▶ _Required work_:
Find the line holding "Target: clear blue sky" in the entries below. Give it again exactly, along with every line after it up to and including the line holding "Target: decorative corbel".

Data entries
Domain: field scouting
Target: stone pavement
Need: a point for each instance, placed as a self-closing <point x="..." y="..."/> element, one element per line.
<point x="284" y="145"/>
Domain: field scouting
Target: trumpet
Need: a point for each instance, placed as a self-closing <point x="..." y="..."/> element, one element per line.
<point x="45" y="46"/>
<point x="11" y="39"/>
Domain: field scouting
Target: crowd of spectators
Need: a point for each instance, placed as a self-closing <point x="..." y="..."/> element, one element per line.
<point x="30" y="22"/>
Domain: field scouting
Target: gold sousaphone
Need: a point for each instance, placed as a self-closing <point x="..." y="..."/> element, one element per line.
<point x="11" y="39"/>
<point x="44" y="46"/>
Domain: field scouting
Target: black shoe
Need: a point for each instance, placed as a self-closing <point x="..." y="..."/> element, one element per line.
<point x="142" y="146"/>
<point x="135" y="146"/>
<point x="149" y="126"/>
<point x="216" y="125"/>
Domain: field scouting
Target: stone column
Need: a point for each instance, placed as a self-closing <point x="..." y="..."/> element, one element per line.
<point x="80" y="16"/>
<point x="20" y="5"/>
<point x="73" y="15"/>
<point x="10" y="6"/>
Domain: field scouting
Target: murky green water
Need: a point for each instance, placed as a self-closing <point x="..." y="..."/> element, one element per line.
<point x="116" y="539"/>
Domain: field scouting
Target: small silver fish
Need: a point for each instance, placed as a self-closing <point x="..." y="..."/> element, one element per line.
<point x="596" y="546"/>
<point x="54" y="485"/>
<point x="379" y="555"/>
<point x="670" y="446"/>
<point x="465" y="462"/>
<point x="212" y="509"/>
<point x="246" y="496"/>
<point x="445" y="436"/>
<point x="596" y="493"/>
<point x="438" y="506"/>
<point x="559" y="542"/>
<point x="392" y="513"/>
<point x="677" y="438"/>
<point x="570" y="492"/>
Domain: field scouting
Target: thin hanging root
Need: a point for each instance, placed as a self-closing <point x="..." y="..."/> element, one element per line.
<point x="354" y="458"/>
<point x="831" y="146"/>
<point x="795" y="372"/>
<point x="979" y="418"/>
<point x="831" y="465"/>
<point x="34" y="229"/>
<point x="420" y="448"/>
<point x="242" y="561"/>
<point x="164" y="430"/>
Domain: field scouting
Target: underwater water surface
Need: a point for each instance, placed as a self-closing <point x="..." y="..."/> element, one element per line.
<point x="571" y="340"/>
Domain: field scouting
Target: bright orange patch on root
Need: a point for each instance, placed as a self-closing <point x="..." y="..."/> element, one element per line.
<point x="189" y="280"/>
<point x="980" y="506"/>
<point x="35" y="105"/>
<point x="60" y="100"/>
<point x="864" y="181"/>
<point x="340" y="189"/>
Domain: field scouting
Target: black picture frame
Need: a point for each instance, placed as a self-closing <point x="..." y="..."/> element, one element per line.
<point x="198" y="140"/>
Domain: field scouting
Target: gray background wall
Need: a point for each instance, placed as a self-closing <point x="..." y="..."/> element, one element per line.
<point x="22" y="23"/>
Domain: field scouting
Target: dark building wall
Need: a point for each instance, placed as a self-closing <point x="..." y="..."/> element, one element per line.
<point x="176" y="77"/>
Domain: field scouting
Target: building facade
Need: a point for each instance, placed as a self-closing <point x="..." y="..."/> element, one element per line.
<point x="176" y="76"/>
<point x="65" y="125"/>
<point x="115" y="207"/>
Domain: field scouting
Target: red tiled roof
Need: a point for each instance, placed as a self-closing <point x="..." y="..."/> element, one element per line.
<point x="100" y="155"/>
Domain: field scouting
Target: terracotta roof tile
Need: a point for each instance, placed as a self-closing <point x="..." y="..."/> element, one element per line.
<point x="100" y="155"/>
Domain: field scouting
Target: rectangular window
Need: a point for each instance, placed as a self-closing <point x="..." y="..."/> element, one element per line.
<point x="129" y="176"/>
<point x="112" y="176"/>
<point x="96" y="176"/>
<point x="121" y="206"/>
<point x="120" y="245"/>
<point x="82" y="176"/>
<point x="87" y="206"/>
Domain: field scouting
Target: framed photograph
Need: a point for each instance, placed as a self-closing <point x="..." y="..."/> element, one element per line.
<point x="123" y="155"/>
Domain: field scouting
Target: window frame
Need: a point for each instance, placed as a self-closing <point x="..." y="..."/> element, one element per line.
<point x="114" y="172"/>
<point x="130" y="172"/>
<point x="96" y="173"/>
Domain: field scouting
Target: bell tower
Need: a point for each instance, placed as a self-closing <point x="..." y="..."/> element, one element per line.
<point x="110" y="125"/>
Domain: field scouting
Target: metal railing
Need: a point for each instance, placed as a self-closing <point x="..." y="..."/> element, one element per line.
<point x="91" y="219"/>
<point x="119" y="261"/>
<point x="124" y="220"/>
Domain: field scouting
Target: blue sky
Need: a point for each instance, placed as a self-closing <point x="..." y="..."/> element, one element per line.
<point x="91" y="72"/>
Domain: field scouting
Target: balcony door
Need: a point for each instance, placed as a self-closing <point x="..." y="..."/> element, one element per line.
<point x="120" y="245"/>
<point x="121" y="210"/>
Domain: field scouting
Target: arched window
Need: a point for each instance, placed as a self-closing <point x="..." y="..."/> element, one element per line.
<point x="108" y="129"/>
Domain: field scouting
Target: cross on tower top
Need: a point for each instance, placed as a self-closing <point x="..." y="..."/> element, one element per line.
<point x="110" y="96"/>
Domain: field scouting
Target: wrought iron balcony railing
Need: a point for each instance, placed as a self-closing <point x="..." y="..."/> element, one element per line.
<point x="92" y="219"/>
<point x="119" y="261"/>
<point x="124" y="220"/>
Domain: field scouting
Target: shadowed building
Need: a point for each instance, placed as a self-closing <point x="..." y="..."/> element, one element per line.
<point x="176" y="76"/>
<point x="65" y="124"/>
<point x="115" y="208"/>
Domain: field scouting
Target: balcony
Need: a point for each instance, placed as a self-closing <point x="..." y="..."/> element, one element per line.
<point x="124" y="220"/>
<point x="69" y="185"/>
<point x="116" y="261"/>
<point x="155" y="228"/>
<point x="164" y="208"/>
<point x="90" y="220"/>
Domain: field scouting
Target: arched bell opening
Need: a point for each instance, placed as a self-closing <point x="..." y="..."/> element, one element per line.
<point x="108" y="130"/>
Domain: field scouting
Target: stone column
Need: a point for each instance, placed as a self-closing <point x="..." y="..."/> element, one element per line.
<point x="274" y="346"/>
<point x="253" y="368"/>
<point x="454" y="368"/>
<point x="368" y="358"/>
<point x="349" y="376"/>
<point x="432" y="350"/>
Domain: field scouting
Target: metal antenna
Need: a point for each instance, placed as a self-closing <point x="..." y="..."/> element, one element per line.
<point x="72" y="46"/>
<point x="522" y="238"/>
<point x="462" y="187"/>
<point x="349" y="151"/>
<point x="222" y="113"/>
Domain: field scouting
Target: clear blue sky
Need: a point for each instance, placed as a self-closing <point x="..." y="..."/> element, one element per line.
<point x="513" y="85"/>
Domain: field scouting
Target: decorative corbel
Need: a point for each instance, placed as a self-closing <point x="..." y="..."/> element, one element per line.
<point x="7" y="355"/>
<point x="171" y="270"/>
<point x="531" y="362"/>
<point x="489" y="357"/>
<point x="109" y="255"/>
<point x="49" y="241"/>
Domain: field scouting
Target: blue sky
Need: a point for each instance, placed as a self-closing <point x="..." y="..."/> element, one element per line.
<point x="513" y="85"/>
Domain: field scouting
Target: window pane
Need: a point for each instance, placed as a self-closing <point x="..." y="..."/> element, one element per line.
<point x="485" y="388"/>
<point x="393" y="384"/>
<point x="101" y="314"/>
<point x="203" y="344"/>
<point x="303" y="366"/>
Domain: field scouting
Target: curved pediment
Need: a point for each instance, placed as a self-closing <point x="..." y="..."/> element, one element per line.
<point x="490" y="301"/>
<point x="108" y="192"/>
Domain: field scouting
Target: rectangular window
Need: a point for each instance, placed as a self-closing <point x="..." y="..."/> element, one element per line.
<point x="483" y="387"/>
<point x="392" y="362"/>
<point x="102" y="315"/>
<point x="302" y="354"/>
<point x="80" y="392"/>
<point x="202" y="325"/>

▶ _Exercise response_:
Target: clear blue sky
Need: a point for each instance, placed as a self-closing <point x="..." y="..."/> element, one element per line.
<point x="513" y="85"/>
Domain: field scouting
Target: decorative corbel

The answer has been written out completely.